(Beginning of Source material)
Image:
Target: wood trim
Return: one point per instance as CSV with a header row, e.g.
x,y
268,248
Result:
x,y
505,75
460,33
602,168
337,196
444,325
(End of Source material)
• _Task prompt_: Please reproduce the entire listing, exactly as shown.

• _Answer section_:
Image:
Target: wood trim
Return: one point per instance as CSV with a header row, e.g.
x,y
268,248
Result:
x,y
505,75
460,33
602,168
337,196
444,325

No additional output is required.